**Input:**

________________________________________

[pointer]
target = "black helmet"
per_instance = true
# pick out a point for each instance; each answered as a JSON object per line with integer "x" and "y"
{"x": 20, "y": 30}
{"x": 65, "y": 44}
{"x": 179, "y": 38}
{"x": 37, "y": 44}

________________________________________

**Request:** Write out every item above again, keeping each line identical to the original.

**Exercise solution:**
[pointer]
target = "black helmet"
per_instance = true
# pick out a point for each instance; each answered as a JSON object per line with integer "x" and "y"
{"x": 20, "y": 30}
{"x": 65, "y": 44}
{"x": 179, "y": 38}
{"x": 37, "y": 44}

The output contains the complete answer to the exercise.